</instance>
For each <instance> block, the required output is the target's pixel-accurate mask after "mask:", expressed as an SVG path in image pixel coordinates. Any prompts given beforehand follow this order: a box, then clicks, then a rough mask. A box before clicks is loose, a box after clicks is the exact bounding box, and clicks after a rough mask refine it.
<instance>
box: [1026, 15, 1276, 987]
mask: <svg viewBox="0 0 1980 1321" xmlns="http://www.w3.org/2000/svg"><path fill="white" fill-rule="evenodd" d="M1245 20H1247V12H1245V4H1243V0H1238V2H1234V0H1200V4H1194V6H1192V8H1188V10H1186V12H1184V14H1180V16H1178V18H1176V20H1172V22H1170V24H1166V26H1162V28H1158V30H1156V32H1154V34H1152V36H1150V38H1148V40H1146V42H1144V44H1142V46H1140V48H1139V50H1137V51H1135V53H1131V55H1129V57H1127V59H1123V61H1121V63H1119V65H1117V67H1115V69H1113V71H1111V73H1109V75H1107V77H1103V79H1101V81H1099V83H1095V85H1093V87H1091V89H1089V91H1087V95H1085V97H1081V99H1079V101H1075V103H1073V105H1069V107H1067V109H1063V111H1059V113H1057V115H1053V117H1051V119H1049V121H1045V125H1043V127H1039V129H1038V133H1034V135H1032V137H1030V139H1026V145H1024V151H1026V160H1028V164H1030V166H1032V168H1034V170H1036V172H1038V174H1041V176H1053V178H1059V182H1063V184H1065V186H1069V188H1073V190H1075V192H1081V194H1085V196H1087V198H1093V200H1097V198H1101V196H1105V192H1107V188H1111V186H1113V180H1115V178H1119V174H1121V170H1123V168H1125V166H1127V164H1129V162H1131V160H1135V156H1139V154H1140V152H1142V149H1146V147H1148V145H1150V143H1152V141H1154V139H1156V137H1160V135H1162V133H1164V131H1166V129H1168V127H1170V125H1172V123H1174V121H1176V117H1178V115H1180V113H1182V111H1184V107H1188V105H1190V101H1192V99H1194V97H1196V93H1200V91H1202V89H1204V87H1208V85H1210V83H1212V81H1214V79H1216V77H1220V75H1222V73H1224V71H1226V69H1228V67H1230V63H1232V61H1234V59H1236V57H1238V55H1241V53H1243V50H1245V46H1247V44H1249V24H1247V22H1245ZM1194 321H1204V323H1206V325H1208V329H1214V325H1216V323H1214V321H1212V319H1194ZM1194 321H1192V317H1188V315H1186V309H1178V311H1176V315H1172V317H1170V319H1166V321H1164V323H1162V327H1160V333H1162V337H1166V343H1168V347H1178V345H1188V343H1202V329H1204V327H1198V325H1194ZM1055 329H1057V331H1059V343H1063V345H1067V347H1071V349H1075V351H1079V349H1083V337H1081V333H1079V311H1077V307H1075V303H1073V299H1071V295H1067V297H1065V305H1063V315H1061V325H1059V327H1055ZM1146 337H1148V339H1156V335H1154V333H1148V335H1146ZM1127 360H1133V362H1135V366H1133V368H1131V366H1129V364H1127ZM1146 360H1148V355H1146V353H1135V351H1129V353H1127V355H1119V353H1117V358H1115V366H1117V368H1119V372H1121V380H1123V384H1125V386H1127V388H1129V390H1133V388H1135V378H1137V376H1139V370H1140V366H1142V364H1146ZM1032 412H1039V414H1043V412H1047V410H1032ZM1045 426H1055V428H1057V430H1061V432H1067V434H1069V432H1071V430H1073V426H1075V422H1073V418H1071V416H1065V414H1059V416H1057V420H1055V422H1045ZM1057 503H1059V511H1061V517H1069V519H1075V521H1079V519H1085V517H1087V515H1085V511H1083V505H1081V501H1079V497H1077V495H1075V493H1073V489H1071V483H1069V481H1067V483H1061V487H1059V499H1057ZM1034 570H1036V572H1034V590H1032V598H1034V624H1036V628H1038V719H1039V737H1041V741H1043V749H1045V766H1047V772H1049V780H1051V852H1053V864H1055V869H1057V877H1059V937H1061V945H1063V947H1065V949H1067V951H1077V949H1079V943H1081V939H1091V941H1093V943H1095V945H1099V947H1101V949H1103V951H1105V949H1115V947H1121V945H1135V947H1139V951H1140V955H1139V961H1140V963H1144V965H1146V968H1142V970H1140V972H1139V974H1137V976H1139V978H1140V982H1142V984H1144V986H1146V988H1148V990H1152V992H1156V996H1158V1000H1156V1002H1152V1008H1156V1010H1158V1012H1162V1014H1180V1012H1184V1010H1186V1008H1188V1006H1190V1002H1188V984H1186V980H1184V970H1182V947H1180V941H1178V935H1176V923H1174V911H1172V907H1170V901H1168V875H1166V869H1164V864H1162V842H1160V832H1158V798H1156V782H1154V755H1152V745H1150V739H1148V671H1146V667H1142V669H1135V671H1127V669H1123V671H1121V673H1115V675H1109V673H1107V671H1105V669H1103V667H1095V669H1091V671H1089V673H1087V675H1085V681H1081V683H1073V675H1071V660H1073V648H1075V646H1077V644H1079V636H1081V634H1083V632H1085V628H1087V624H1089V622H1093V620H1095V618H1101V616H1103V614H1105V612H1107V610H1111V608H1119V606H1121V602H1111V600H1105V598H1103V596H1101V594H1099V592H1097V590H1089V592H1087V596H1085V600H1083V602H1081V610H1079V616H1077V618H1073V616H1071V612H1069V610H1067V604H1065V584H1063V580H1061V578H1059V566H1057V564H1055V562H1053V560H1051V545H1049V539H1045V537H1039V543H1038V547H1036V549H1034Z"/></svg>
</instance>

::::

Reproduce verbatim the part of the records that opens with their first line and closes with the line containing "box: [1026, 15, 1276, 987]", including both ends.

Result of this exercise:
</instance>
For each <instance> block, the required output is the target's pixel-accurate mask after "mask:", expressed as an SVG path in image pixel coordinates. Any prompts given beforehand follow this order: a box, then clicks, then a rough mask. A box before clicks is loose, a box after clicks is the exact bounding box, and clicks after a rough mask refine it.
<instance>
box: [1026, 15, 1276, 987]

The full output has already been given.